* [Teks yang Diberikan]
§

BERBICARA soal identitas politik dan politik identitas menjadi suatu pembahasan inten oleh salah satu tokoh cendikiawan muslim Indonesia, yaitu Kuntowijoyo. Salah satu buku karya Kuntowiyono berjudul “Identitas Politik Umat Islam” mengangkat pembahasan identitas politik dan politik identitas.
Ihwal politik, sebagian kalangan masih fobia dan menilai bahwa politik merupakan sesuatu atau aktivitas yang kotor, culas, korupsi, dan semata penilaian negative lainnya yang dituduhkan kepada politik. Tidak heran bahwa sebagian orang sekitar kita tetap antipasti terhadap politik.
Hal tersebut lantaran mereka memaknai politik secara dangkal bahkan parahnya lagi mereka menjustis politik karena praktek dan perilaku pelaku politik (politisi) yang ditangkap KPK menggunakan uang untuk memperoleh jabatan dan seterusnya.

§

* [Daftar Data]

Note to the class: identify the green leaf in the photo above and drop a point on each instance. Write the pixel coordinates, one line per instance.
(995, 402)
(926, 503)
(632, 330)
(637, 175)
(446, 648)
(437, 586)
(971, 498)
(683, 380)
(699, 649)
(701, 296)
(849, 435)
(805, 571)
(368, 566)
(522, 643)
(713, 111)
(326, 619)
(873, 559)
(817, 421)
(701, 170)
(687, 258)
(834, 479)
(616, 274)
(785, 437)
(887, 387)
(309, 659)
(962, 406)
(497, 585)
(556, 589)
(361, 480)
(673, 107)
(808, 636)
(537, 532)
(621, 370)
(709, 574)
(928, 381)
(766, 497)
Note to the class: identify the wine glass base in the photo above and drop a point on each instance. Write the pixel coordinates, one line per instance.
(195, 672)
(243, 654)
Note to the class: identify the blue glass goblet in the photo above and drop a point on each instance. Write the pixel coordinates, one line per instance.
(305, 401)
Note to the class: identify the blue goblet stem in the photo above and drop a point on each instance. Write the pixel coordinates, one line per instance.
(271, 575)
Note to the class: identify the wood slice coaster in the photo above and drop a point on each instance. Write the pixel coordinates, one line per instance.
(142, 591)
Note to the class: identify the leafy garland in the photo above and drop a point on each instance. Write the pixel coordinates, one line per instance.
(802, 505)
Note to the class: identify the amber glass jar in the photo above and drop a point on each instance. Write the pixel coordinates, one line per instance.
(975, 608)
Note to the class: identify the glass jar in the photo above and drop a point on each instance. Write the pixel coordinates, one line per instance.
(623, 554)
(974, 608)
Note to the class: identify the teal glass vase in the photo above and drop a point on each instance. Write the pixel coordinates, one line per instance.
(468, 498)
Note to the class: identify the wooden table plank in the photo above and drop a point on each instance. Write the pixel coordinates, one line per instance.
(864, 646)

§

* [Yang Perlu Dikerjakan]
#1 Tulis ulang secara lebih singkat paragraf dari teks yang diberikan yang dimulai dengan "Ihwal politik, sebagian kalangan", dengan tetap memuat fakta-fakta utamanya.
#2 Menurut teks yang diberikan, apakah pernyataan berikut benar? Jawab ya atau tidak untuk masing-masing, lalu kutip kata-kata dari teks yang menjadi dasarnya.
(a) Buku "Identitas Politik Umat Islam" membahas identitas politik dan politik identitas.
(b) Semua orang menganggap politik sebagai sesuatu yang kotor.
(c) Sebagian orang menilai buruk politik karena perilaku politisi yang ditangkap KPK.
#3 Ulangi bagian teks yang diberikan tanpa mengubah apa pun, mulai dari "Ihwal politik, sebagian" dan terus sampai "jabatan dan seterusnya.".
Daftar di atas tidak dipakai untuk latihan ini.

* [Jawaban Latihan]
#1 Sebagian kalangan masih takut pada politik dan menganggapnya kotor, culas, penuh korupsi, dan buruk dalam hal lain. Karena itu, wajar jika sebagian orang di sekitar kita tetap menjauhi politik.

#2
(a) Ya: "mengangkat pembahasan identitas politik dan politik identitas".
(b) Tidak: "sebagian kalangan masih fobia dan menilai bahwa politik merupakan sesuatu atau aktivitas yang kotor".
(c) Ya: "mereka menjustis politik karena praktek dan perilaku pelaku politik (politisi) yang ditangkap KPK".

#3
Ihwal politik, sebagian kalangan masih fobia dan menilai bahwa politik merupakan sesuatu atau aktivitas yang kotor, culas, korupsi, dan semata penilaian negative lainnya yang dituduhkan kepada politik. Tidak heran bahwa sebagian orang sekitar kita tetap antipasti terhadap politik.
Hal tersebut lantaran mereka memaknai politik secara dangkal bahkan parahnya lagi mereka menjustis politik karena praktek dan perilaku pelaku politik (politisi) yang ditangkap KPK menggunakan uang untuk memperoleh jabatan dan seterusnya.